=== Texte à analyser ===

Que l’ONU pointe l’Algérie du doigt en ce qui concerne la restriction des libertés artistiques et d’actions culturelles, n’est pas en soi un événement majeur dans la mesure où les décisions des Nations unies ne brillent pas par un impact particulier sur les situations mises en cause. Mais il est inévitable de relever ici une grave régression dans un pays devenu pluraliste depuis plus de vingt ans et qui, aujourd’hui, pourrait figurer dans une black-list pas comme les autres. Celle où l’une des libertés les plus sacrées est menacée, où le mot « censure » revient comme une gifle alors que la tutelle se targue d’une «renaissance » culturelle sans précédent. Le fait que la prochaine réunion du Haut commissariat onusien aux droits de l’Homme puisse très probablement accuser l’Algérie de porter atteinte aux libertés culturelles, est une sorte de confirmation internationale à ce qui se dit ici depuis longtemps. En étendant son contrôle total sur la vie culturelle et artistique, le département de Khalida Toumi et, derrière lui l’Etat algérien, entendaient à la fois se payer une luxueuse vitrine de mécènes amoureux de l’art, et installer une sorte de mécanisme vicieux faisant de la création une chasse gardée, un enclos auquel l’accès n’est permis qu’à ceux qui plébiscitent la politique actuelle.
Il faudra sans doute se souvenir d’une époque antérieure, où deux cauchemars se sont succédé sans transition mais n’ont pu empêcher l’Algérie de produire de la beauté et de la liberté. Il s’agit du « Parti unique » et de la décennie noire. Pour l’une comme pour l’autre, la liberté artistique a su non seulement se préserver grâce à la mobilisation de toute une société, mais aussi repousser l’âge des ténèbres et de l’aliénation que ces deux périodes étaient sur le point d’instaurer dans le pays. Il ne faut pas oublier que c’est durant la « dictature » que le cinéma algérien a arraché une Palme d’or à Cannes, que « Omar Gatlatou » est venu bouleverser les idiomes rigides de nos grands écrans, que la chanson avait atteint les sommets inespérés de la liberté de ton, que le théâtre faisait des merveilles, etc.

===

Exercices:
- A) Recopiez le passage du texte sur la liberté artistique en Algérie qui s'ouvre sur les mots contenant « Il faudra sans » et se clôt sur « des merveilles, etc. », en renommant « décennie noire » en « décennie sombre ».
- B) Poursuivez, s'il vous plaît, le texte sur la liberté artistique en Algérie à partir de sa dernière phrase.

=== Données enregistrées ===

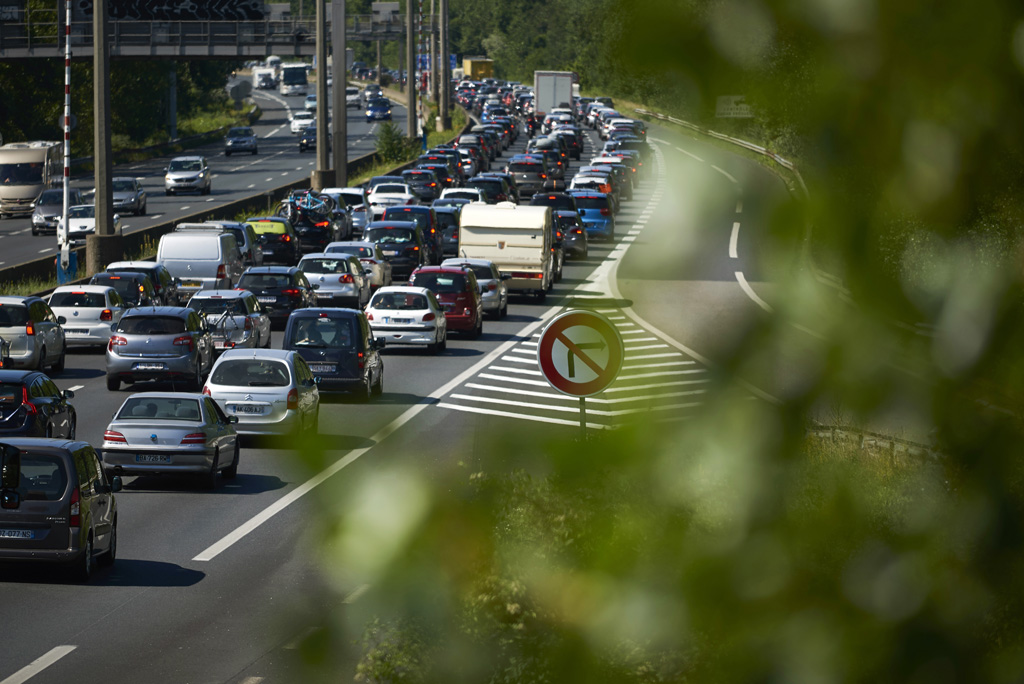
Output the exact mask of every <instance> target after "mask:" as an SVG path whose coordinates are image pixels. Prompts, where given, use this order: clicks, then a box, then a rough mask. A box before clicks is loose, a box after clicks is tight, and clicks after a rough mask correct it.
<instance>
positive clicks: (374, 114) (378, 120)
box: [367, 97, 391, 123]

===

Corrigé des exercices:
- A)
Il faudra sans doute se souvenir d’une époque antérieure, où deux cauchemars se sont succédé sans transition mais n’ont pu empêcher l’Algérie de produire de la beauté et de la liberté. Il s’agit du « Parti unique » et de la décennie sombre. Pour l’une comme pour l’autre, la liberté artistique a su non seulement se préserver grâce à la mobilisation de toute une société, mais aussi repousser l’âge des ténèbres et de l’aliénation que ces deux périodes étaient sur le point d’instaurer dans le pays. Il ne faut pas oublier que c’est durant la « dictature » que le cinéma algérien a arraché une Palme d’or à Cannes, que « Omar Gatlatou » est venu bouleverser les idiomes rigides de nos grands écrans, que la chanson avait atteint les sommets inespérés de la liberté de ton, que le théâtre faisait des merveilles, etc.

- B)
Puis, lorsqu’une horde de sauvages hirsutes voulut enterrer l’art et transformer l’Algérie en un camp de concentration, la résistance culturelle n’a pas fléchi, elle en est devenue plus tenace, frôlant parfois le suicide… Mais, dix années plus tard, dans un pays désormais « en paix », démocratique, pluraliste et d’une générosité inédite envers la culture (jamais le budget du ministère n’a atteint une telle hauteur), qu’est-il advenu de la création? Elle est prise en étau entre une censure socioreligieuse encouragée par l’Etat (la disparition des modèles vivants du « nu artistique » des écoles des beaux-arts ; le bannissement de tout langage ou image « inconvenants » des films ; l’aseptisation de la musique, etc.), et une censure économique qui a dangereusement divisé le paysage artistique entre « chouchous » et « personas non gratta ».
L’Etat finance et il considère que c’est là une suprême magnanimité dont nous devrons chanter les louages matin et soir. L’aide à la création ressemble de plus en plus à de l’aumône ou plutôt à des sommes d’argent faramineuses dont un riche homme d’affaires couvre sa belle maîtresse. La culture, disons-le, est devenue une femme entretenue qui ne peut ni se ranger du côté des « filles de joie » ni assumer son indépendance ! Nous reconnaissons cependant à ce système sa désarmante intelligence dans le sens où les mécanismes mis en place pour brider et inféoder la création ont très vite donné leurs fruits : la plupart des artistes savent maintenant que pour travailler, il faut quémander puis se taire ! Les autres sont tout simplement bannis du sérail, réduits à chercher des financements ailleurs afin de préserver leur indépendance, mais surtout dénigrés et sabotés lorsqu’ils espèrent présenter leurs œuvres au public algérien…
Le ministère de la Culture a trop longtemps blacklisté les forces vives du pays. A son tour de l’être par un organisme international dont les « mauvaises notes » ont toujours vexé la vanité des décideurs. Le carton rouge des Nations unies est peut-être inutile d’un point de vue pratique, mais il pourrait au moins déstabiliser cette insolente suffisance dont fait montre le département de Mme Toumi.
S. H.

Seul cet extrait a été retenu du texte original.